ASSIGNED TASK: Give the records again, word for word.
[[ PROVIDED RECORDS, beginning ]]
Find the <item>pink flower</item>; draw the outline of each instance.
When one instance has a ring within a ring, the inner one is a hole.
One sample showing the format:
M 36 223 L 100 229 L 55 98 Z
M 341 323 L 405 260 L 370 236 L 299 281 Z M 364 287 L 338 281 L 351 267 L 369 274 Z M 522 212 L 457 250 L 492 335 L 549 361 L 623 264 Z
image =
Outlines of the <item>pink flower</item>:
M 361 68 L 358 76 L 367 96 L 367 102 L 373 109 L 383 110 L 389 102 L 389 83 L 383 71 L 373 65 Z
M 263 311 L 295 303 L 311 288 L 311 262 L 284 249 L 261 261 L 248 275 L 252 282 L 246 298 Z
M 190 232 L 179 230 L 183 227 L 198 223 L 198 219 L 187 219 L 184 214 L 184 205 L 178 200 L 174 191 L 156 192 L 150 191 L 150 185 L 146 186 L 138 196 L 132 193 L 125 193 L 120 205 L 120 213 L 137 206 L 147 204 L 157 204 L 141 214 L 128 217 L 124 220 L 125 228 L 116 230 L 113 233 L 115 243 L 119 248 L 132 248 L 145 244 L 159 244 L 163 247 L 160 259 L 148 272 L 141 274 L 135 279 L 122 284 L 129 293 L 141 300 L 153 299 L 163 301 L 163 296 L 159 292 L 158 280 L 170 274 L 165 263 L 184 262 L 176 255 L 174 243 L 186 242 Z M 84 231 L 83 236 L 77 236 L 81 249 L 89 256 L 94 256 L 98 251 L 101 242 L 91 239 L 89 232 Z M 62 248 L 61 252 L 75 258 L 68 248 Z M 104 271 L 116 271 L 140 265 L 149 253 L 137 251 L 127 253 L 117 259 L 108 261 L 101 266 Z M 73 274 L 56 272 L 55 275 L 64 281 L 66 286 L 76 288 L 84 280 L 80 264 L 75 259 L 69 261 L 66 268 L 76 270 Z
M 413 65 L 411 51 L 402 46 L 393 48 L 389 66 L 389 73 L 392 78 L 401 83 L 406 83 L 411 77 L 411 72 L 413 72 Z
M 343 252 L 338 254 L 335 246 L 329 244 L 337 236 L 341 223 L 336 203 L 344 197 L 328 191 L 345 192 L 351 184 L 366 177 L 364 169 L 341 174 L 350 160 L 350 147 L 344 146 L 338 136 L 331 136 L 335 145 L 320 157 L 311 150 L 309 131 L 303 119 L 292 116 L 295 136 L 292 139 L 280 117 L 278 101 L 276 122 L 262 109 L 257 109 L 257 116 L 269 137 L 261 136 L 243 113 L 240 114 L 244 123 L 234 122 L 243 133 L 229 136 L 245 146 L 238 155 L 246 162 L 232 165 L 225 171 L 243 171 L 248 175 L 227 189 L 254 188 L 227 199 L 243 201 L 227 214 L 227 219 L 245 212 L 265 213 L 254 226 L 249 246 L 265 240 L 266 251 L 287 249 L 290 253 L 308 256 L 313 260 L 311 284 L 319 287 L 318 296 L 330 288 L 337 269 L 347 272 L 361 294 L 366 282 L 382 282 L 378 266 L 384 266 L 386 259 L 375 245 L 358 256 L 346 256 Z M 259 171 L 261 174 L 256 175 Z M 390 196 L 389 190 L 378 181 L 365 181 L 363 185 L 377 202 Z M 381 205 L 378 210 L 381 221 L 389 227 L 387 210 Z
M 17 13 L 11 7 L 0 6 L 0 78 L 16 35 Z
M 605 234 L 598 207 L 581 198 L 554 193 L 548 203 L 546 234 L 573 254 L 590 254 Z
[[ PROVIDED RECORDS, end ]]
RESULT OF THE TASK:
Find the <item>pink flower</item>; draw the outline of each instance.
When one instance has a ring within a ring, the inner one is a hole.
One sample showing the format:
M 36 223 L 100 229 L 55 98 Z
M 341 323 L 405 260 L 370 236 L 299 281 Z M 364 287 L 338 281 L 351 267 L 369 274 Z M 522 212 L 457 250 L 492 335 L 549 361 L 623 264 Z
image =
Outlines of the <item>pink flower</item>:
M 361 68 L 358 76 L 367 96 L 367 102 L 373 109 L 383 110 L 389 102 L 389 83 L 383 71 L 373 65 Z
M 263 311 L 295 303 L 311 288 L 311 262 L 284 249 L 261 261 L 248 275 L 252 282 L 246 298 Z
M 190 232 L 179 230 L 183 227 L 198 223 L 198 219 L 187 219 L 184 214 L 184 205 L 178 200 L 174 191 L 156 192 L 150 191 L 150 185 L 146 186 L 138 196 L 132 193 L 125 193 L 120 205 L 120 213 L 137 206 L 147 204 L 157 204 L 141 214 L 128 217 L 124 220 L 125 228 L 116 230 L 113 233 L 115 243 L 119 248 L 132 248 L 145 244 L 159 244 L 163 247 L 160 259 L 148 272 L 141 274 L 135 279 L 122 284 L 129 293 L 141 300 L 153 299 L 163 301 L 163 296 L 159 292 L 158 280 L 170 274 L 165 263 L 184 262 L 176 255 L 174 243 L 186 242 Z M 84 231 L 83 236 L 77 236 L 81 249 L 89 256 L 94 256 L 98 251 L 101 242 L 91 239 L 89 232 Z M 62 248 L 61 252 L 75 258 L 68 248 Z M 104 271 L 116 271 L 140 265 L 149 253 L 137 251 L 127 253 L 117 259 L 108 261 L 101 266 Z M 73 274 L 56 272 L 55 275 L 64 281 L 66 286 L 76 288 L 84 280 L 80 264 L 75 259 L 69 261 L 66 268 L 76 270 Z
M 413 65 L 411 51 L 402 46 L 393 48 L 389 66 L 389 73 L 392 78 L 401 83 L 406 83 L 411 77 L 411 72 L 413 72 Z
M 343 252 L 338 254 L 335 246 L 329 244 L 337 236 L 341 223 L 336 203 L 344 197 L 328 191 L 345 192 L 351 184 L 366 177 L 364 169 L 341 174 L 350 160 L 350 147 L 344 146 L 338 136 L 331 136 L 335 145 L 320 157 L 311 150 L 309 131 L 303 119 L 292 116 L 295 136 L 292 139 L 280 117 L 278 101 L 276 122 L 262 109 L 257 109 L 257 116 L 269 137 L 261 136 L 243 113 L 240 114 L 244 123 L 234 122 L 243 133 L 229 136 L 245 146 L 238 155 L 246 162 L 232 165 L 225 171 L 243 171 L 248 175 L 227 189 L 254 188 L 227 199 L 243 201 L 227 214 L 227 219 L 245 212 L 265 213 L 254 226 L 249 246 L 265 240 L 266 251 L 287 249 L 290 253 L 308 256 L 313 260 L 311 284 L 319 287 L 318 296 L 330 288 L 337 269 L 347 272 L 361 294 L 366 282 L 382 282 L 378 266 L 384 266 L 386 259 L 375 245 L 358 256 L 346 256 Z M 259 171 L 261 174 L 256 175 Z M 390 196 L 389 190 L 378 181 L 365 181 L 363 185 L 377 202 Z M 381 205 L 378 210 L 381 221 L 389 227 L 387 210 Z
M 17 13 L 11 7 L 0 6 L 0 78 L 16 35 Z
M 605 234 L 598 207 L 581 198 L 554 193 L 548 203 L 546 234 L 573 254 L 590 254 Z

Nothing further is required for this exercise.